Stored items
•••

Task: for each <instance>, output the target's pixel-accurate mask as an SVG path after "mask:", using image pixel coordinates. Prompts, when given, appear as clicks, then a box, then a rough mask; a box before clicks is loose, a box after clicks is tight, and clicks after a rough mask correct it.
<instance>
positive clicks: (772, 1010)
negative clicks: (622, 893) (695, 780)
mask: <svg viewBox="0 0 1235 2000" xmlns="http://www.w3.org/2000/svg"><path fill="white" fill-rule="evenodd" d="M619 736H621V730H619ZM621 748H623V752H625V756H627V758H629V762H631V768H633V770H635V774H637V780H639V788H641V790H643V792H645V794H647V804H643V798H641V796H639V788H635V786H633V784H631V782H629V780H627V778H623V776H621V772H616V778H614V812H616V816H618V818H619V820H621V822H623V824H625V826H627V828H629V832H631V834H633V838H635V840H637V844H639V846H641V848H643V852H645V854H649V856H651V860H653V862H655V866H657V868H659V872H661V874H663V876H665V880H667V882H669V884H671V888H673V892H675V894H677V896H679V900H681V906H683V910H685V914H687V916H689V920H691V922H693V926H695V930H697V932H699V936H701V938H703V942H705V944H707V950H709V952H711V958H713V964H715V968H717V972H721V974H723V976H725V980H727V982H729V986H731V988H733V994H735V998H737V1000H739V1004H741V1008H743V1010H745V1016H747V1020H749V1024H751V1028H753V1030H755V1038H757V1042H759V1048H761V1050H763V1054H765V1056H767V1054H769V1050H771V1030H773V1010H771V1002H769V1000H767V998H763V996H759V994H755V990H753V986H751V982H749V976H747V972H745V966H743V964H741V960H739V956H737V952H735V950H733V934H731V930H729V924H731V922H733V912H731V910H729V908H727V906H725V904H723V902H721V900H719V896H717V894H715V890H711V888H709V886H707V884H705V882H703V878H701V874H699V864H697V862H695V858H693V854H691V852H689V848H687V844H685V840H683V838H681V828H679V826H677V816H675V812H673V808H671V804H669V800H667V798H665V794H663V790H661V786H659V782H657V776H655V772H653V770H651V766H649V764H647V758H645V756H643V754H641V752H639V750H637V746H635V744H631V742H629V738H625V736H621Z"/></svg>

•••

- Directions for this task -
Reproduce each entry above exactly, keeping every character.

- Your solution -
Task: for each <instance>, output the target's pixel-accurate mask as an SVG path after "mask:", using image pixel coordinates. Prompts, when given, appear as clicks, then a box, then a rough mask; a box before clicks is loose, a box after clicks is tight, and clicks after a rough mask correct it.
<instance>
positive clicks: (772, 1010)
negative clicks: (622, 893) (695, 780)
mask: <svg viewBox="0 0 1235 2000" xmlns="http://www.w3.org/2000/svg"><path fill="white" fill-rule="evenodd" d="M619 736H621V730H619ZM621 748H623V752H625V756H627V758H629V762H631V768H633V770H635V774H637V780H639V788H641V790H643V792H645V794H647V804H643V798H641V796H639V788H635V786H633V784H631V782H629V780H627V778H623V776H621V772H616V778H614V812H616V816H618V818H619V820H621V822H623V824H625V826H627V828H629V832H631V834H633V838H635V840H637V844H639V846H641V848H643V852H645V854H649V856H651V860H653V862H655V866H657V868H659V872H661V874H663V876H665V880H667V882H669V884H671V888H673V892H675V894H677V896H679V900H681V906H683V910H685V914H687V916H689V920H691V922H693V926H695V930H697V932H699V936H701V938H703V942H705V944H707V950H709V952H711V958H713V964H715V968H717V972H721V974H723V976H725V980H727V982H729V986H731V988H733V994H735V998H737V1000H739V1004H741V1008H743V1010H745V1016H747V1020H749V1024H751V1028H753V1030H755V1038H757V1042H759V1048H761V1050H763V1054H765V1056H767V1054H769V1050H771V1030H773V1010H771V1002H769V1000H767V998H763V996H759V994H755V990H753V986H751V982H749V976H747V972H745V966H743V964H741V960H739V956H737V952H735V950H733V934H731V930H729V924H731V922H733V912H731V910H729V908H727V906H725V904H723V902H721V900H719V896H717V894H715V890H711V888H709V886H707V884H705V882H703V878H701V874H699V864H697V862H695V858H693V854H691V852H689V848H687V844H685V840H683V838H681V828H679V826H677V816H675V812H673V808H671V804H669V800H667V798H665V794H663V790H661V786H659V782H657V776H655V772H653V770H651V766H649V764H647V758H645V756H643V754H641V752H639V750H637V746H635V744H631V742H629V738H625V736H621Z"/></svg>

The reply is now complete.